_Source extract_.
★ ★ ★ ★ ★

But many of you were also spooked by the horror show going on behind the scenes at AMC (no relation to the theater chain). That included the well-publicized slashing of “Walking Dead’s” budget and dispatching of the show’s creator. Unfortunately, that backstage drama may not be working its way to a happy ending.

Before we get to that, though, a review of “Walking Dead’s” first season — and it’ll be quick, since the “season” was all of six episodes. Even by basic-cable standards that was a pretty timid episode order, and it suggested (as would later events) that AMC executives had no idea what they had on their hands. A nice little zombie show, yes, but not a ratings monster that would maul the competition.

What makes the success of “The Walking Dead” all the more remarkable is that it followed a simple, even throwback television formula: Take instantly appealing characters, throw them into a parallel world of Cold War-era paranoia and then think of things to make everyone jump out of their seats.

★ ★ ★ ★ ★

_Dataset records_.
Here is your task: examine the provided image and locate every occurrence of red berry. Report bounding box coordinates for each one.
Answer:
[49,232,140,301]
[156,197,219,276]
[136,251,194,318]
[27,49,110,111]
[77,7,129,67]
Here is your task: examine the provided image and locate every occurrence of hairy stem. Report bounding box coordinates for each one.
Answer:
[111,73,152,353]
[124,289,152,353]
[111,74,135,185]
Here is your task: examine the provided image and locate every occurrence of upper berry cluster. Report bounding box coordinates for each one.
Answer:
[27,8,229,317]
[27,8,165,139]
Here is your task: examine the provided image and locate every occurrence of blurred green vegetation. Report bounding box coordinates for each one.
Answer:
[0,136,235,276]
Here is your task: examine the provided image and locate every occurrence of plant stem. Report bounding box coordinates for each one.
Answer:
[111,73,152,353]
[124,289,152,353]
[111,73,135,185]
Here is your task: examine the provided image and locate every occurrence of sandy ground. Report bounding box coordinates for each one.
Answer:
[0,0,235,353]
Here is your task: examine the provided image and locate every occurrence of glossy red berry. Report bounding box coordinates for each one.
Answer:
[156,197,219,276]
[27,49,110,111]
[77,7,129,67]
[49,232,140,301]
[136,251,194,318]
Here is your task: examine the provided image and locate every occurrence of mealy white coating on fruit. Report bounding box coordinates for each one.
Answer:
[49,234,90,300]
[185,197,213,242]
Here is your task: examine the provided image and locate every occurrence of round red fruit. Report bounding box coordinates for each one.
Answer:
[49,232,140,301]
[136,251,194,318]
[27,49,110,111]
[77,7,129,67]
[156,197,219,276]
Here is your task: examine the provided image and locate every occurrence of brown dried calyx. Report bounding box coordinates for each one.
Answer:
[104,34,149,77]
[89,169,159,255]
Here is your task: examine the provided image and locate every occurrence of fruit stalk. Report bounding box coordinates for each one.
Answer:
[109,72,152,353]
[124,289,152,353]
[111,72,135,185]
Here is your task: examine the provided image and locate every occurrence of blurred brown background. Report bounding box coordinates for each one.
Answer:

★ ★ ★ ★ ★

_Short exercise 1_.
According to the passage on "The Walking Dead," how many episodes made up the show's first season?
_Short exercise 2_.
Edit the dataset rows in the stretch from the start through the line containing "[111,74,135,185]", replacing "hairy stem" with "fuzzy stem" and leaving everything else unchanged.
The passage and the dataset rows have no connection to each other.

_Worked solution 1_.
The first season had six episodes.

_Worked solution 2_.
Here is your task: examine the provided image and locate every occurrence of red berry. Report bounding box coordinates for each one.
Answer:
[49,232,140,301]
[156,197,219,276]
[136,251,194,318]
[27,49,110,111]
[77,7,129,67]
Here is your task: examine the provided image and locate every occurrence of fuzzy stem. Report bounding box coordinates for each one.
Answer:
[111,73,152,353]
[124,289,152,353]
[111,74,135,185]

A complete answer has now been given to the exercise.